◆ Text ◆
--------------------

Not to forget the likes of Christopher Martin Jenkins & Brian Johnston for BBC Test Match Special. Used to be great fun just to try tuning into the stations using the old murphy dial.

Posted by JFAB on (March 8, 2010, 6:03 GMT)

Great to see the four names in the famous 'telegram commentary series. I have only really hearrd about Alan McGilvray and Vic Richardson. Monty Noble is well enough know too. For those who don't know Hal Hooker has a special place in cricket history - a marvellous 307-run 1oth wicket partnership with Allan Kippax in Australian Domestic cricket. Great to see his name mentioned in another capacity

Posted by   on (March 7, 2010, 3:51 GMT)

1982/83 ashes A. Border back to form with his 62 n.o, but aus lost by 3 runs. G. Thompson was caught by G. Miller, the ball rebound from the hand of C.Tavare

1984 G. Greenidge hit double hundred against England and WI won by 9 wkts.

1979 Gavasger 221 Vs Eng match drawn.

1984 S. Patil's six 4's in R.G.D. Willis' one over

Posted by nelrod03 on (March 7, 2010, 2:12 GMT)

The ball by ball commentary of Brian Johnson, Henry Blofeld, Alan Magilvray were outstanding. Listening to ABC's RA over the shortwaves in the 70's upto 90's, straining to hear every ball with Radio Moscow jamming Had to change frequencies after 5 hrs for BBC TMS & RA coz. I still had the old dial radio. Once the SONY digital radio set in, it was much easier to key in the frequency & hear the stn. at the press of a button.

Posted by sanjayas on (March 6, 2010, 13:50 GMT)

--------------------

◆ Supplied material ◆
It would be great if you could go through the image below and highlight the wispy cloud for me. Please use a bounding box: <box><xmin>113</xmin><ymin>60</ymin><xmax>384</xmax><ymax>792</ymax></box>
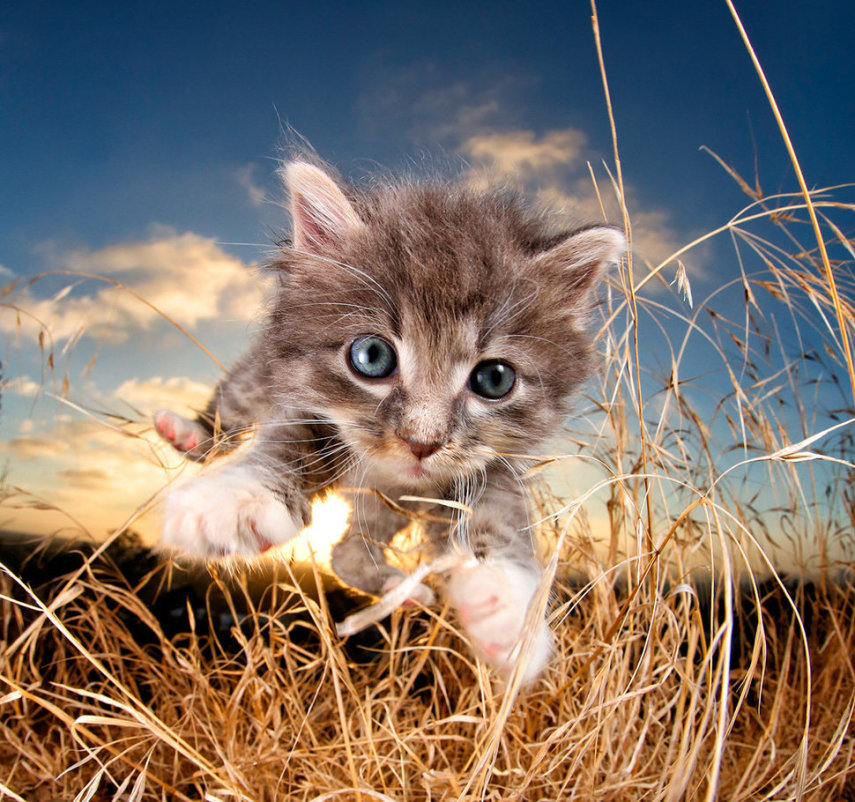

--------------------

◆ Problems ◆
(A) Reproduce the passage of the cricket commentary comments between "Great to see the" and "Eng match drawn.", inclusive.
(B) Answer these questions from the cricket commentary comments:
(i) With whom did Hal Hooker share the 307-run partnership in Australian domestic cricket?
(ii) Which player hit a double hundred against England in 1984?
(iii) After what kind of radio set in did it become much easier to key in the frequency?

◆ Written responses ◆
(A)
Great to see the four names in the famous 'telegram commentary series. I have only really hearrd about Alan McGilvray and Vic Richardson. Monty Noble is well enough know too. For those who don't know Hal Hooker has a special place in cricket history - a marvellous 307-run 1oth wicket partnership with Allan Kippax in Australian Domestic cricket. Great to see his name mentioned in another capacity

Posted by   on (March 7, 2010, 3:51 GMT)

1982/83 ashes A. Border back to form with his 62 n.o, but aus lost by 3 runs. G. Thompson was caught by G. Miller, the ball rebound from the hand of C.Tavare

1984 G. Greenidge hit double hundred against England and WI won by 9 wkts.

1979 Gavasger 221 Vs Eng match drawn.

(B)
(i) Allan Kippax
(ii) G. Greenidge
(iii) The SONY digital radio